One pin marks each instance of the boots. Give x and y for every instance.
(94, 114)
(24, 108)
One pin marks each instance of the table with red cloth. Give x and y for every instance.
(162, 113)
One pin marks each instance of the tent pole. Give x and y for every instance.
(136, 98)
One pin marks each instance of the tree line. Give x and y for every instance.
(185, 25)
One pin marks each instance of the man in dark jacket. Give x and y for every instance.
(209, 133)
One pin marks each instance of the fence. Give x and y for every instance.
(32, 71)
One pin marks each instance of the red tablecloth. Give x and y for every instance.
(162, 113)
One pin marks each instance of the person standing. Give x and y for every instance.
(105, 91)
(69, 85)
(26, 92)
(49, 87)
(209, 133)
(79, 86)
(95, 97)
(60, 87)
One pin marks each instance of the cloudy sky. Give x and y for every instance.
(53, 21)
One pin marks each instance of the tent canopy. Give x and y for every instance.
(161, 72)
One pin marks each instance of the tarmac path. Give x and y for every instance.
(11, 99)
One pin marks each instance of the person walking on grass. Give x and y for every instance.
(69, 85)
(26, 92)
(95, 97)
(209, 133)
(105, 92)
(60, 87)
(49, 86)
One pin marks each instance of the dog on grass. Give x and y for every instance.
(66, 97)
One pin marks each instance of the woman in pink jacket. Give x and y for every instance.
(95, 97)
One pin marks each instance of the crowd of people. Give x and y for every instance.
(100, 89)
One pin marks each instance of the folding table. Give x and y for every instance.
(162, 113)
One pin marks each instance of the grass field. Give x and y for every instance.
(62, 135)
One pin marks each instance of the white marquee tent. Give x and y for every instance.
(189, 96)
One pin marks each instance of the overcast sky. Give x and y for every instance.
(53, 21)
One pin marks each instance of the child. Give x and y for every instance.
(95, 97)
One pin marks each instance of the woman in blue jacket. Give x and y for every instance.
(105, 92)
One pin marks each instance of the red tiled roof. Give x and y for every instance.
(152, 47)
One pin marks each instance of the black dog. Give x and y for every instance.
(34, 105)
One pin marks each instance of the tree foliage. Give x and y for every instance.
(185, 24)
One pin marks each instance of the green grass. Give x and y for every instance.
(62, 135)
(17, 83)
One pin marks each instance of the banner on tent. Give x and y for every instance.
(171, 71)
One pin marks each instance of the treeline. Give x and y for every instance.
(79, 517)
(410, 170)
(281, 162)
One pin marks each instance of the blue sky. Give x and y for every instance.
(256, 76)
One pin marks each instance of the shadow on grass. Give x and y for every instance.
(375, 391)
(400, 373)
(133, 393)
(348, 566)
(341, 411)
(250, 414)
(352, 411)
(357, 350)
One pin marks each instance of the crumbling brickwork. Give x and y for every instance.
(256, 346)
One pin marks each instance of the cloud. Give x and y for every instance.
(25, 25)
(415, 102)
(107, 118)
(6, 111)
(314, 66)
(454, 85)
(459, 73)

• THE TASK: What is wanted is the line containing "One pin marks each instance of the black" and every line after it through the last line of the entries, printed exactly.

• FINISHED EXERCISE:
One pin marks each instance of the black dog. Give x and y for every instance.
(34, 105)
One pin marks each instance of the tree foliage. Give x and y for every instance.
(185, 24)
One pin marks each instance of the green grass. Give x and y for every instance.
(62, 135)
(17, 83)
One pin marks each instance of the banner on tent. Give x and y for every instance.
(171, 71)
One pin marks each instance of the treeline. Give x and y for every instance.
(79, 517)
(410, 170)
(281, 162)
One pin marks each instance of the blue sky. Give x and y for every instance.
(256, 76)
One pin marks each instance of the shadow on grass. Give x and y for every instance.
(375, 391)
(400, 373)
(133, 393)
(348, 566)
(341, 411)
(250, 414)
(352, 411)
(357, 350)
One pin marks each instance of the crumbling brickwork. Give x and y for every instance.
(256, 346)
One pin marks each instance of the cloud. Give x and y for every instance.
(25, 25)
(415, 102)
(107, 118)
(6, 111)
(314, 66)
(454, 85)
(459, 73)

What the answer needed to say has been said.